**Extrait à lire:**
--------------------------------------------------

Certains des employés de mon équipe étaient des réfugiés syriens. A l'ouverture de la base, les emplois humanitaires n'intéressaient pas les irakiens car les salaires étaient trop faibles comparés aux emplois du secteur pétrolier. De plus, il paraissait judicieux de fournir des revenus aux populations déplacées. La conjoncture s'est entre temps retournée et les emplois humanitaires sont devenus plus intéressants. Le Kurdistan a une police secrète que l'on appelle Asayish. Elle a le pouvoir de contrôler et valider les embauches, sous prétexte de vérifier les risques sécuritaires que représentent ces personnes. Des personnes sympathiques s'amusaient a dénoncer le personnel syrien kurde de mon équipe sous prétexte fallacieux afin de faire le vide ou de faire pression sur le personnel en place.
Au delà des problèmes géopolitiques que cela, comment dans ces conditions créer une nation kurde unifiée?

--------------------------------------------------

**Données brutes:**
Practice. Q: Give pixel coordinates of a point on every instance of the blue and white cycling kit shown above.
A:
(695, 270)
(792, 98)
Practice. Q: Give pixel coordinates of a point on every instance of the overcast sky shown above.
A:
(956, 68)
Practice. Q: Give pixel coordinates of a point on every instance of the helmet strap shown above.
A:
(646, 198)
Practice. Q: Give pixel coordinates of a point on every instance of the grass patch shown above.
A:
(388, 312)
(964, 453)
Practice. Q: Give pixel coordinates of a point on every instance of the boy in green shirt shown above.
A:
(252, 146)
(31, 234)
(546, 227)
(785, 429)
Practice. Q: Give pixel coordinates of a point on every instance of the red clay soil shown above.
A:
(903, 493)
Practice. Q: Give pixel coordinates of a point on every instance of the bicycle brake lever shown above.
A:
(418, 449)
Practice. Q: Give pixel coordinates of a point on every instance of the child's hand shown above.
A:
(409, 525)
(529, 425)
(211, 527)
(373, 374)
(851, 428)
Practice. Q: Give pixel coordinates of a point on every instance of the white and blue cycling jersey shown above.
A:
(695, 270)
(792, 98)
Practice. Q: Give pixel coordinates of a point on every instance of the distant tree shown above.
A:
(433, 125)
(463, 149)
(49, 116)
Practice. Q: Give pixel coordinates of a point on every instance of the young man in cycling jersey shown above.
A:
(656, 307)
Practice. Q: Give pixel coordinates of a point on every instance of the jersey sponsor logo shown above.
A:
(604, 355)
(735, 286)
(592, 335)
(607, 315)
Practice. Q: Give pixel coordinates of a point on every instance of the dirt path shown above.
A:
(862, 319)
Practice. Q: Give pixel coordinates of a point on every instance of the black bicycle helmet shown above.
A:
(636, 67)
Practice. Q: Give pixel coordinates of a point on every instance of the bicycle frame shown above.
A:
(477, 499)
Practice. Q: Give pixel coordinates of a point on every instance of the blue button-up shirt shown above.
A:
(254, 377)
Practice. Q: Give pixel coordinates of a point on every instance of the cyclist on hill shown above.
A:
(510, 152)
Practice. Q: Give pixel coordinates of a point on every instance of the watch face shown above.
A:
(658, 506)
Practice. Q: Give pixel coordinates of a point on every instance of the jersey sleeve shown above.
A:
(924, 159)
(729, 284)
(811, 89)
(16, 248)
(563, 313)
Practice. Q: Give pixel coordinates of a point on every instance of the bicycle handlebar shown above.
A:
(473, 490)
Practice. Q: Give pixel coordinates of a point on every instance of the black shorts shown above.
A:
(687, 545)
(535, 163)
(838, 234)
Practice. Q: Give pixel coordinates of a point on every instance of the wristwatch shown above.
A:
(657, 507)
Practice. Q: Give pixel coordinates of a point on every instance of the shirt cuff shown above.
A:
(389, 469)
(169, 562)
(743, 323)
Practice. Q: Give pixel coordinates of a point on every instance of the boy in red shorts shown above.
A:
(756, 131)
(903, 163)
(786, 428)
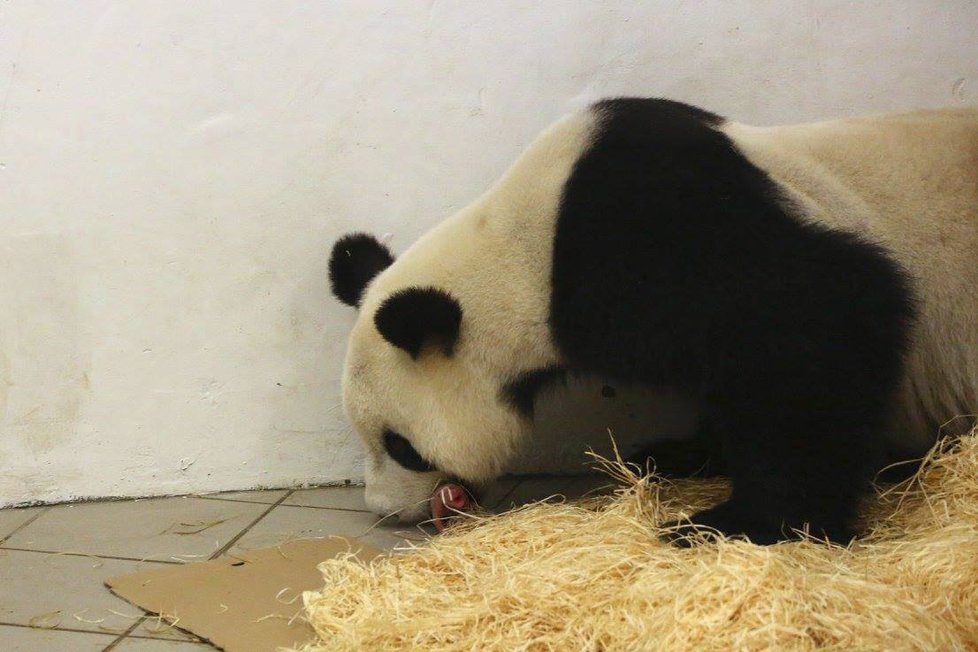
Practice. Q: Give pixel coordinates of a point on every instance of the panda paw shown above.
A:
(732, 522)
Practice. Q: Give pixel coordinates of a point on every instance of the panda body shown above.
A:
(813, 286)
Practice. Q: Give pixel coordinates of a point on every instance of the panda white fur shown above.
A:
(814, 286)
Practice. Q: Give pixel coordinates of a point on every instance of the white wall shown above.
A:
(172, 175)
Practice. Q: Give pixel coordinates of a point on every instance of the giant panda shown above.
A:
(814, 287)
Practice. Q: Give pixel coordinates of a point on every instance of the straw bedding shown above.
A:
(593, 575)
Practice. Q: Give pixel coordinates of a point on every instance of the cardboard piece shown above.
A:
(237, 602)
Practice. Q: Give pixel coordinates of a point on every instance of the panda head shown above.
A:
(415, 386)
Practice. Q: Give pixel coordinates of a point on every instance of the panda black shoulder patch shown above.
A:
(678, 262)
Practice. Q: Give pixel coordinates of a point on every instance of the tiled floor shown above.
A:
(53, 560)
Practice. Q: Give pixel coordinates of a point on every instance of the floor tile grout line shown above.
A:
(227, 546)
(25, 524)
(255, 502)
(70, 630)
(330, 509)
(74, 553)
(123, 635)
(237, 500)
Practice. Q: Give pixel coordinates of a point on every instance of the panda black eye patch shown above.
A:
(402, 452)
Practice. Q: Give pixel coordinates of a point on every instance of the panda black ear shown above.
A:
(411, 318)
(356, 259)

--------------------------------------------------

**Consignes:**
1. Résumez en deux phrases le texte sur le personnel syrien d'une base humanitaire au Kurdistan.
2. Recopiez mot pour mot le passage du texte sur le personnel syrien au Kurdistan situé entre « Certains des employés » et « personnel en place. », ces mots compris.
3. Reprenez le récit sur le travail humanitaire au Kurdistan là où il s'arrête.

**Réponses rédigées:**
1. À l'ouverture de la base, certains employés de l'équipe étaient des réfugiés syriens, car les Irakiens jugeaient les salaires humanitaires trop faibles par rapport au secteur pétrolier et qu'il paraissait judicieux de fournir des revenus aux populations déplacées. La conjoncture s'étant retournée, ces emplois sont devenus plus intéressants, et certains dénonçaient le personnel kurde syrien sous des prétextes fallacieux auprès de l'Asayish, la police secrète qui contrôle et valide les embauches, afin de faire le vide ou de faire pression.

2.
Certains des employés de mon équipe étaient des réfugiés syriens. A l'ouverture de la base, les emplois humanitaires n'intéressaient pas les irakiens car les salaires étaient trop faibles comparés aux emplois du secteur pétrolier. De plus, il paraissait judicieux de fournir des revenus aux populations déplacées. La conjoncture s'est entre temps retournée et les emplois humanitaires sont devenus plus intéressants. Le Kurdistan a une police secrète que l'on appelle Asayish. Elle a le pouvoir de contrôler et valider les embauches, sous prétexte de vérifier les risques sécuritaires que représentent ces personnes. Des personnes sympathiques s'amusaient a dénoncer le personnel syrien kurde de mon équipe sous prétexte fallacieux afin de faire le vide ou de faire pression sur le personnel en place.

3.
Mon équipe de travail au Kurdistan

Août 2015: L'Europe est en pleine crise migratoire, la pire depuis la 2e guerre mondiale. La guerre civile syrienne (et irakienne) dure depuis 4 ans déjà. Les habitants des zones de combat ont fui depuis bien longtemps. Plusieurs millions de syriens vivent dans des camps de réfugiés dans les pays limitrophes sans véritable possibilité économique. Une très forte communauté turque vit depuis longtemps en Allemagne, notamment de nombreux kurdes bien insérés. A cette date, Angela Merkel a appelé les réfugiés a venir en Allemagne, espérant surement montrer une face humaniste de l’Allemagne a l'international mais aussi plus pragmatiquement résoudre le problème démographique du pays et ajouter artificiellement quelques points de croissance économique. Pourquoi accepter les Syriens et pas les Érythréens ou des Somaliens qui vivent une situation au moins équivalente?
Durant de mois d’août, j'ai vu plusieurs de mes employés démissionner pour tenter l'aventure vers l'Europe et surtout l'Allemagne. Une sorte de phénomène a la Lemmings. Comme si tout d'un coup, tout le monde se donnait le mot pour marcher dans une seule et même direction.

Copie d'écran du jeu Lemmings

Le phénomène est assez impressionnant. Une sorte de grande marche vers le rêve allemand. Même mon adjoint, pourtant bien mieux payé qu'un expatrié, décide de partir.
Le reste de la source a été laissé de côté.